| Task description |
Rewrite all the records below, replacing "photograph" with "image" and leaving everything else unchanged. Omit the pictures from your answer.

| Record extracts |
----------

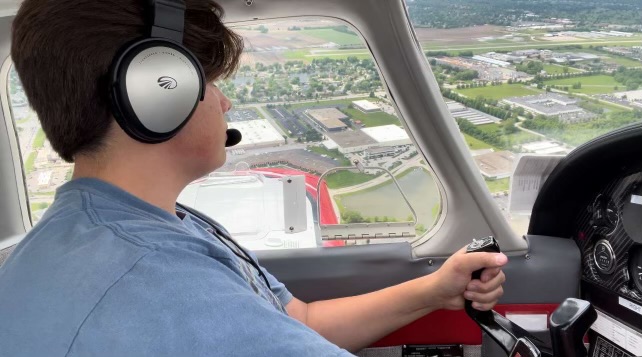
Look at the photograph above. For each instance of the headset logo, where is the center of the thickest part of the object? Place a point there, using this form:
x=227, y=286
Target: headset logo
x=167, y=82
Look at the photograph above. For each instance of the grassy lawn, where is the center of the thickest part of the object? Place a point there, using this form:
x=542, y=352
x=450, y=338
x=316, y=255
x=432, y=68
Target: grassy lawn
x=347, y=178
x=344, y=102
x=331, y=153
x=330, y=35
x=308, y=56
x=555, y=69
x=498, y=92
x=623, y=61
x=39, y=140
x=479, y=48
x=498, y=185
x=372, y=119
x=517, y=138
x=31, y=159
x=476, y=144
x=38, y=206
x=590, y=85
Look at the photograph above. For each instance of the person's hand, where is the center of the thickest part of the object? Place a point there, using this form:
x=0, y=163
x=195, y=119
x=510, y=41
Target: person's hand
x=454, y=282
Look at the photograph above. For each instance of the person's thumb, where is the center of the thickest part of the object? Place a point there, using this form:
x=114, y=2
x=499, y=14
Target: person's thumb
x=481, y=260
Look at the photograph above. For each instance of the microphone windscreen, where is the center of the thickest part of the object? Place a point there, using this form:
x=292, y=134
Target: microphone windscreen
x=233, y=137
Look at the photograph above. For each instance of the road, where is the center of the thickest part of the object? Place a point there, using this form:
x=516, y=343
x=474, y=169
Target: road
x=415, y=161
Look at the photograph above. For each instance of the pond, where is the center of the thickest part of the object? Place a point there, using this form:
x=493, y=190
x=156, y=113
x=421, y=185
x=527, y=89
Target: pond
x=386, y=200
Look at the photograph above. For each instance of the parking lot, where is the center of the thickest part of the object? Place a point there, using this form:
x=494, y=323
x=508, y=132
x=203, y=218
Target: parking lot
x=236, y=115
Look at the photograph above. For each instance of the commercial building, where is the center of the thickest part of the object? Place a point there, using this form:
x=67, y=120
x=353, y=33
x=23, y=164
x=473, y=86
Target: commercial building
x=495, y=165
x=545, y=148
x=491, y=61
x=366, y=106
x=379, y=152
x=476, y=117
x=349, y=141
x=328, y=119
x=550, y=104
x=388, y=135
x=257, y=134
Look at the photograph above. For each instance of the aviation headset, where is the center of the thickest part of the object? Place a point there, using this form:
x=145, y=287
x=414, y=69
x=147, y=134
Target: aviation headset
x=155, y=82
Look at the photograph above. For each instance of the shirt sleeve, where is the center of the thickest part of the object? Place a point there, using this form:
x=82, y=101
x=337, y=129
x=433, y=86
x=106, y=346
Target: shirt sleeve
x=189, y=304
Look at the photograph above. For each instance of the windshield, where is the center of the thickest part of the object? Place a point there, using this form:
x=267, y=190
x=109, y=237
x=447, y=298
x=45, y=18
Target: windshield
x=518, y=77
x=532, y=77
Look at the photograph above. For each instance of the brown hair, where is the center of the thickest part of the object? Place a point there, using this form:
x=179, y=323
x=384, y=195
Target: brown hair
x=62, y=51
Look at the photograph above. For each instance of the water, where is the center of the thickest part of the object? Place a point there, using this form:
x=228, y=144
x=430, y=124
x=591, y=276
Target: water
x=418, y=186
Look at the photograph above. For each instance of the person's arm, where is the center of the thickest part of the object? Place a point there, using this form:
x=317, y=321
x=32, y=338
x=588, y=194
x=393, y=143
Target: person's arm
x=356, y=322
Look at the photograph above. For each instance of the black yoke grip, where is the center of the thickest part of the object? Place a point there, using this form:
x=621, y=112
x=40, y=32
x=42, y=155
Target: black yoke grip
x=489, y=245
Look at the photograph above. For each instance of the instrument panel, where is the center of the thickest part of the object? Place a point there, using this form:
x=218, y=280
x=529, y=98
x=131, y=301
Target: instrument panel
x=609, y=235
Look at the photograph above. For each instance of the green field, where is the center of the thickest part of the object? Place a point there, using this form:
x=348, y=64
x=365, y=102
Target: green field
x=372, y=119
x=557, y=69
x=517, y=138
x=476, y=144
x=39, y=140
x=308, y=56
x=500, y=185
x=330, y=35
x=498, y=92
x=478, y=48
x=344, y=102
x=31, y=159
x=623, y=61
x=590, y=85
x=342, y=179
x=331, y=153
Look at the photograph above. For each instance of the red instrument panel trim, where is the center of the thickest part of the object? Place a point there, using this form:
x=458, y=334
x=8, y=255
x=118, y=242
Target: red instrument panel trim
x=453, y=327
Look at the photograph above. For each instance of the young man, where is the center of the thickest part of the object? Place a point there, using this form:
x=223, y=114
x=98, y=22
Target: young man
x=113, y=269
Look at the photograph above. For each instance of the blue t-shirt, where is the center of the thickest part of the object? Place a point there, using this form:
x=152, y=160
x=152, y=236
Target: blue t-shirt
x=107, y=274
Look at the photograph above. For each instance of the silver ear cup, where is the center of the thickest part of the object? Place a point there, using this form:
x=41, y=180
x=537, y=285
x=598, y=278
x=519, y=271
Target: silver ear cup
x=163, y=88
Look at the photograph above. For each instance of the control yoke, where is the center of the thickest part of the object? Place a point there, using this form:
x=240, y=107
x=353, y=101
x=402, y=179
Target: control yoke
x=569, y=322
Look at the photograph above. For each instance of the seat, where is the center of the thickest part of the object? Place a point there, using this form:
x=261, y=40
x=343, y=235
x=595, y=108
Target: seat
x=4, y=253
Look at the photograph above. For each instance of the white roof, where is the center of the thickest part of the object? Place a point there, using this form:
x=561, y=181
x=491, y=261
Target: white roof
x=539, y=145
x=630, y=95
x=366, y=105
x=553, y=150
x=257, y=132
x=44, y=178
x=330, y=144
x=387, y=133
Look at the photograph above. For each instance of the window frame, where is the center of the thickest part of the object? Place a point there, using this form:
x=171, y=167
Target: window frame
x=14, y=145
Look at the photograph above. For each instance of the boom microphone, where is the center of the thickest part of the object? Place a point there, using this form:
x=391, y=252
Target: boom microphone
x=233, y=137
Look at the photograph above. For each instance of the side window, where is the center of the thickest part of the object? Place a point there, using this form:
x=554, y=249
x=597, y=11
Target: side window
x=43, y=168
x=311, y=105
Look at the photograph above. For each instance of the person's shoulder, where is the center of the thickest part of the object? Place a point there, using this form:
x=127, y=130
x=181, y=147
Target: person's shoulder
x=170, y=306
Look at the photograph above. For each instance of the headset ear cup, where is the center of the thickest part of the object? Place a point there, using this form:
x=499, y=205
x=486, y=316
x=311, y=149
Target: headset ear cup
x=155, y=87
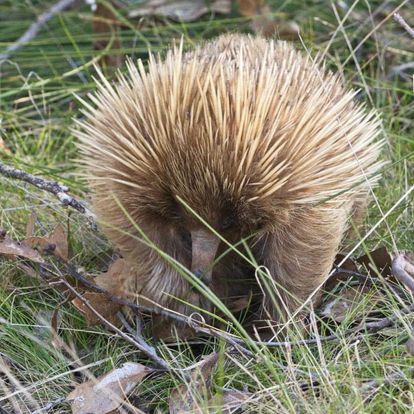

----------

| Final answer |
Look at the image above. For each instance of the headset logo, where is the center of the thickest part of the object? Place a point there, using this form:
x=227, y=286
Target: headset logo
x=167, y=82
Look at the image above. For each instance of the grassy lawn, where is the center of the thickest part of the object? Place a point there, using this form:
x=542, y=352
x=450, y=338
x=316, y=255
x=432, y=68
Target: grassy lawn
x=347, y=178
x=344, y=102
x=331, y=153
x=330, y=35
x=308, y=56
x=555, y=69
x=498, y=92
x=623, y=61
x=39, y=140
x=479, y=48
x=498, y=185
x=372, y=119
x=517, y=138
x=31, y=159
x=476, y=144
x=38, y=206
x=590, y=85
Look at the image above. For each instance of the person's hand, where is the center of the thickest part of the object? Place a point there, using this form:
x=0, y=163
x=195, y=119
x=510, y=41
Target: person's hand
x=454, y=282
Look at the image above. For each instance of the person's thumb, where is the center of the thickest part of the object? Place a point there, using this form:
x=114, y=2
x=499, y=14
Target: person's thumb
x=481, y=260
Look at the image above. For each instance of the microphone windscreen, where is the center of the thickest part of the object? Place a point there, using this form:
x=292, y=134
Target: microphone windscreen
x=233, y=137
Look at the image above. For each instance of the road, where is the center of the thickest part of the object? Place a point there, using this form:
x=516, y=343
x=474, y=169
Target: road
x=415, y=161
Look at the image above. For each instance of the pond, where is the center of the thickest part of the object? Place a point there, using this form:
x=493, y=190
x=156, y=113
x=421, y=185
x=527, y=89
Target: pond
x=386, y=200
Look at the image above. For each instance of the parking lot, where is the center of the thickest part of the object? Place a point there, using this form:
x=494, y=323
x=508, y=132
x=203, y=218
Target: parking lot
x=236, y=115
Look at the image above. For each instance of the commercial building, where is the center of the thickest part of the object? Place a point there, using this form:
x=67, y=120
x=353, y=33
x=23, y=164
x=473, y=86
Target: commercial building
x=495, y=165
x=545, y=148
x=491, y=61
x=366, y=106
x=379, y=152
x=476, y=117
x=349, y=141
x=328, y=119
x=550, y=104
x=388, y=135
x=257, y=134
Look at the image above. For each instance of the aviation headset, where is the center of the thickest part of the object? Place a point there, using this form:
x=145, y=287
x=414, y=69
x=147, y=134
Target: aviation headset
x=155, y=82
Look at the image above. For each instance of the shirt sleeve, where is the center of the thickest part of the object? Place a point there, using this form:
x=82, y=101
x=337, y=129
x=433, y=86
x=106, y=346
Target: shirt sleeve
x=189, y=304
Look at the image above. For each instance of the windshield, where is the center of the thickest part of the object? Place a point there, using this form:
x=267, y=190
x=109, y=237
x=447, y=298
x=45, y=18
Target: windshield
x=518, y=77
x=532, y=77
Look at the image above. For each instance of the brown hair, where is the center of the thickest part of the object? Place a point there, using this form:
x=179, y=323
x=384, y=195
Target: brown hair
x=62, y=51
Look at the image above. For each instance of the water, where is the center of the thickest part of the object? Place a point there, using this form:
x=228, y=144
x=430, y=124
x=591, y=276
Target: water
x=418, y=186
Look at the image above. For each instance of the person's arm, where is the center of the thickest part of the object? Place a point there, using this form:
x=317, y=321
x=32, y=338
x=588, y=194
x=393, y=143
Target: person's arm
x=356, y=322
Look at the image above. For each instance of the black yoke grip, where is the center of the thickest part of the object? Place a point there, using this form:
x=621, y=112
x=40, y=32
x=42, y=155
Target: black yoke grip
x=489, y=245
Look at the image above. For each instance of the instrument panel, where is the center of the thickest part of the object? Place a point there, using this form:
x=218, y=280
x=529, y=98
x=131, y=301
Target: instrument panel
x=609, y=235
Look at the image above. For each instance of the green field, where is the center of the thickest part of the object? Place a point there, using this form:
x=348, y=64
x=365, y=102
Target: green field
x=372, y=119
x=557, y=69
x=517, y=138
x=476, y=144
x=39, y=140
x=308, y=56
x=500, y=185
x=330, y=35
x=498, y=92
x=478, y=48
x=344, y=102
x=31, y=159
x=623, y=61
x=590, y=85
x=342, y=179
x=331, y=153
Look at the image above. For each instance of the red instrument panel trim, where is the center of the thickest part of the object? Place a point there, using this form:
x=458, y=334
x=8, y=255
x=118, y=242
Target: red instrument panel trim
x=453, y=327
Look at the image above. For each instance of the young man, where is the center of the thickest part of the object? Place a point there, using this form:
x=223, y=114
x=98, y=22
Target: young man
x=113, y=269
Look at the image above. For each instance of the blue t-shirt, where is the center of the thickest part of the object? Place a point there, using this form:
x=152, y=160
x=152, y=236
Target: blue t-shirt
x=107, y=274
Look at the image above. For each instance of the silver ear cup, where is the center of the thickest part of the object? Place a point there, using this form:
x=41, y=180
x=537, y=285
x=598, y=278
x=519, y=271
Target: silver ear cup
x=163, y=88
Look at the image above. For each instance of the control yoke, where is the center of the thickest part of the object? Place a point there, using this form:
x=240, y=107
x=353, y=101
x=402, y=179
Target: control yoke
x=569, y=322
Look at the image above. For each instance of the seat, where is the center of the thickest part of the object? Place a point there, using this form:
x=261, y=40
x=343, y=235
x=595, y=108
Target: seat
x=4, y=253
Look at the image above. For each instance of the white roof, where is the center of the thickest part of the object? Place a point there, using this form:
x=561, y=181
x=491, y=261
Target: white roof
x=539, y=145
x=630, y=95
x=366, y=105
x=553, y=150
x=257, y=132
x=44, y=178
x=330, y=144
x=387, y=133
Look at the image above. For each instance of the window frame, where is the center of the thickest part of the object? Place a point there, using this form:
x=171, y=167
Target: window frame
x=14, y=145
Look at the image above. For each instance of the boom microphone, where is the center of the thickest part of the object? Place a point there, using this form:
x=391, y=252
Target: boom microphone
x=233, y=137
Look at the image above. For each instance of the side window, where is the center of the thickest part of the object? Place a point there, using this form:
x=554, y=249
x=597, y=11
Target: side window
x=43, y=168
x=311, y=105
Look at the image above. For each instance of the person's shoulder, where is the center of the thickest part of the object? Place a point there, using this form:
x=127, y=130
x=181, y=147
Target: person's shoulder
x=170, y=306
Look at the image above. For each instance of the headset ear cup, where is the center of the thickest part of the object? Place a point there, using this form:
x=499, y=205
x=486, y=316
x=311, y=149
Target: headset ear cup
x=155, y=87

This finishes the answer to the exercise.